Excerpt to read:
+++

When I type "services.msc" in the Search programs and files, I scroll down and see:

Microsoft .Net Framework NGEN v2.0.50727_X64 Disabled Local System (Did not disable this)
Microsoft .Net Framework NGEN v2.0.50727_X86 Disabled Local System (Did not disable this)
Microsoft .Net Framework NGEN v4.0.30319_X64 Automatic (Delayed Start) (Did set to Delayed)
Microsoft .Net Framework NGEN v4.0.30319_X86 Automatic (Delayed Start) (Did set to Delayed)

From what I understand the .Net acts like a kind of virtual machine for programming languages
When I go to "Uninstall or change a program"" I see Microsoft .NET Framework 4 Client Profile
I set .NET v4 to Delayed start but did not disable .NET v2

Question is, do I need .NET v2.0 (since MS disabled it) and if not, can it be removed without causing problems with my OS ?

Thanks for your time !


----------



## flavallee (May 12, 2002)

Double-click each of those Microsoft .NET Framework NGEN entries to open their properties window.

Change the startup type to "Manual", then click Apply - OK.

Restart the computer.

------------------------------------------------------------------


----------



## pcuser1 (Jun 30, 2011)

Thanks!


----------



## flavallee (May 12, 2002)

:up:


----------

+++

Dataset excerpt:

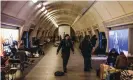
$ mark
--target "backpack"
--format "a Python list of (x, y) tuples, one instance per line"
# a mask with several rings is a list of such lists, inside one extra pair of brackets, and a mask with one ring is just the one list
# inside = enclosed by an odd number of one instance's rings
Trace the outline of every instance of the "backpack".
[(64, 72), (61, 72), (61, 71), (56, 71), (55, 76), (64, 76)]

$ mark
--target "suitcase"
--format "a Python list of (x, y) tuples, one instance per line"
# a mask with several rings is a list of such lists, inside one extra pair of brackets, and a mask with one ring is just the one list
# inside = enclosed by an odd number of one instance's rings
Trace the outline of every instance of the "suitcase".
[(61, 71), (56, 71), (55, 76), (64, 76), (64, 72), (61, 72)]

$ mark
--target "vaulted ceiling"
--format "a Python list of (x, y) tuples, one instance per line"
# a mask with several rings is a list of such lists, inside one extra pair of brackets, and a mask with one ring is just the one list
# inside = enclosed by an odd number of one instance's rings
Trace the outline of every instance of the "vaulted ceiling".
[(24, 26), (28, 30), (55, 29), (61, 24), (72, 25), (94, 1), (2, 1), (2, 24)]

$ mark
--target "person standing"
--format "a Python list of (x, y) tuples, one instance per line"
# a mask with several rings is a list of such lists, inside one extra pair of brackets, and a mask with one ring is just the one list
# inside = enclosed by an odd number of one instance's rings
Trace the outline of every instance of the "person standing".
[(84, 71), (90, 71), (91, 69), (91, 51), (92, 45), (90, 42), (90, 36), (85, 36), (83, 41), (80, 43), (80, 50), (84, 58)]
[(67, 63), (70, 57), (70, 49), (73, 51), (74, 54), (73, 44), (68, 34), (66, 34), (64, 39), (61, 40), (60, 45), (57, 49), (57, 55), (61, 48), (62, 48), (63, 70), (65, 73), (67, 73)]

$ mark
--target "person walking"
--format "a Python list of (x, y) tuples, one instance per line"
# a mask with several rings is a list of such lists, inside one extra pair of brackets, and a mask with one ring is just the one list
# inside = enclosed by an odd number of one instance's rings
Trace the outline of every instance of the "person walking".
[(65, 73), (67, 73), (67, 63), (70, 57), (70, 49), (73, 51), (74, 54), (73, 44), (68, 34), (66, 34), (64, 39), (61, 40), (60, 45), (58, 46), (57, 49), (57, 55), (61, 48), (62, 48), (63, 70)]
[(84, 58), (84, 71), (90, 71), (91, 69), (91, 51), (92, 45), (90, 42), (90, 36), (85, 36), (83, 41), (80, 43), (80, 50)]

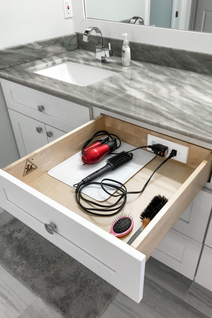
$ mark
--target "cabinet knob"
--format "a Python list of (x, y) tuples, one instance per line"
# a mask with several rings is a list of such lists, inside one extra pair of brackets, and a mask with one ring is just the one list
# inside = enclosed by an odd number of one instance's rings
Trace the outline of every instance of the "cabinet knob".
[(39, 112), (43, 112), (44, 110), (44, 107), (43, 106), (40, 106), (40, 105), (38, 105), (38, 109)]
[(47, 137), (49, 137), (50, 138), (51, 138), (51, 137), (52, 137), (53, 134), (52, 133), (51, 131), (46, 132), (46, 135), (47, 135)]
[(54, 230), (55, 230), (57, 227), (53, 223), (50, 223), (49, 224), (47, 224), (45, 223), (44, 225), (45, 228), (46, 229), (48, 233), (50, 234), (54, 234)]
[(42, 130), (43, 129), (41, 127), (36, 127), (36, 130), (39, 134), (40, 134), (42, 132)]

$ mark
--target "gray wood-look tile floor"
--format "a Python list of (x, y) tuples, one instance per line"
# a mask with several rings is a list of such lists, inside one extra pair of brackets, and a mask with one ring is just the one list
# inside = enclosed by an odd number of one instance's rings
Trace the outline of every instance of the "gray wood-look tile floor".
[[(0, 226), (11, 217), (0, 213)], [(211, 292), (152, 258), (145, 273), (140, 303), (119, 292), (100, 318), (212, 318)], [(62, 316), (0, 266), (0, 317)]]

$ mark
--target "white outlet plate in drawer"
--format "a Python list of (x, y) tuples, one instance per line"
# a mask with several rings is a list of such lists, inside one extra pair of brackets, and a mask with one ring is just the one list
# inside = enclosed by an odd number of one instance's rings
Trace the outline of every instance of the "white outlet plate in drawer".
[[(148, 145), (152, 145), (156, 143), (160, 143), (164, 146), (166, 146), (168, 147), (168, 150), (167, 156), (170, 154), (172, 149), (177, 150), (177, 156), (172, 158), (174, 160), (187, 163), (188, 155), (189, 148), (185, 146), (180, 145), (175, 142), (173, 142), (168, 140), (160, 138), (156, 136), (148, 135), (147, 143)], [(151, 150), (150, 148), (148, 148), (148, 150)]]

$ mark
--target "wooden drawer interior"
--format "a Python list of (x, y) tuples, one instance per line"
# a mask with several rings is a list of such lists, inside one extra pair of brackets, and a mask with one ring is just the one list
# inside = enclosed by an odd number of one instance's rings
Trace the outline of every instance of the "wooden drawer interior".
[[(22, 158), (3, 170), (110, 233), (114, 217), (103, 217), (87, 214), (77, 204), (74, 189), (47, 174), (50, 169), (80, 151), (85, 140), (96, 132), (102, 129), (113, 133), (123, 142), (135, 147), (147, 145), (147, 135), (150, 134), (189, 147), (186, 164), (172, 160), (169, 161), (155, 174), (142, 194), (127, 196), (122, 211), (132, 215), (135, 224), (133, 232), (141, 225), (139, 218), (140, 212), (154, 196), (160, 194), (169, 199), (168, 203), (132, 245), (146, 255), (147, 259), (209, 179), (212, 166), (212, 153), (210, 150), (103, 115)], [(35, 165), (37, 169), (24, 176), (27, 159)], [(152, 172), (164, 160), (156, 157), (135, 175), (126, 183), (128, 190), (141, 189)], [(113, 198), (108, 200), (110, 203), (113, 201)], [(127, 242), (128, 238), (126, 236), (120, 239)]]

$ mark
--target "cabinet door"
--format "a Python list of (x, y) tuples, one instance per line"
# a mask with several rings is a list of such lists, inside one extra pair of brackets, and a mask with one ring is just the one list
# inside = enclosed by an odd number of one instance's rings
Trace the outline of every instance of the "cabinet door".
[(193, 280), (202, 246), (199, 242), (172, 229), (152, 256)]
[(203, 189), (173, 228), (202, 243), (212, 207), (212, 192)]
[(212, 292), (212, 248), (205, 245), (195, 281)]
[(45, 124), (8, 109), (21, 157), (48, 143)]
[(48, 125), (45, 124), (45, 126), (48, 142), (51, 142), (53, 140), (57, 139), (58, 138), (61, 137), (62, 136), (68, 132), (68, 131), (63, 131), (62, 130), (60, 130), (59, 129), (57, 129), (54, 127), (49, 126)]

+++

Goal of the exercise:
Repeat the part of the .NET Framework services thread above that opens with the words "Double-click each of" and closes with "(Jun 30, 2011)", swapping "Manual" for "Disabled".

Output for this task:
Double-click each of those Microsoft .NET Framework NGEN entries to open their properties window.

Change the startup type to "Disabled", then click Apply - OK.

Restart the computer.

------------------------------------------------------------------


----------



## pcuser1 (Jun 30, 2011)